_Task statement_: Write out every one of the rows below without changing a character, and leave the pictures out.

[Begin Dataset content]

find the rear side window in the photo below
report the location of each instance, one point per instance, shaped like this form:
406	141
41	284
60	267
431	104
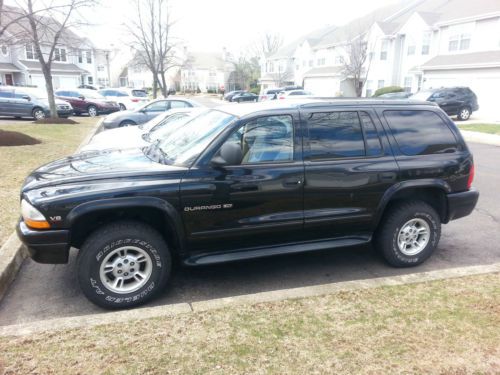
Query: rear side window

[End Dataset content]

_Answer to this task_:
find the rear side window in the photo below
report the location of each instance, one point per instance, shaped like this form:
406	141
41	284
60	267
431	104
Query: rear side window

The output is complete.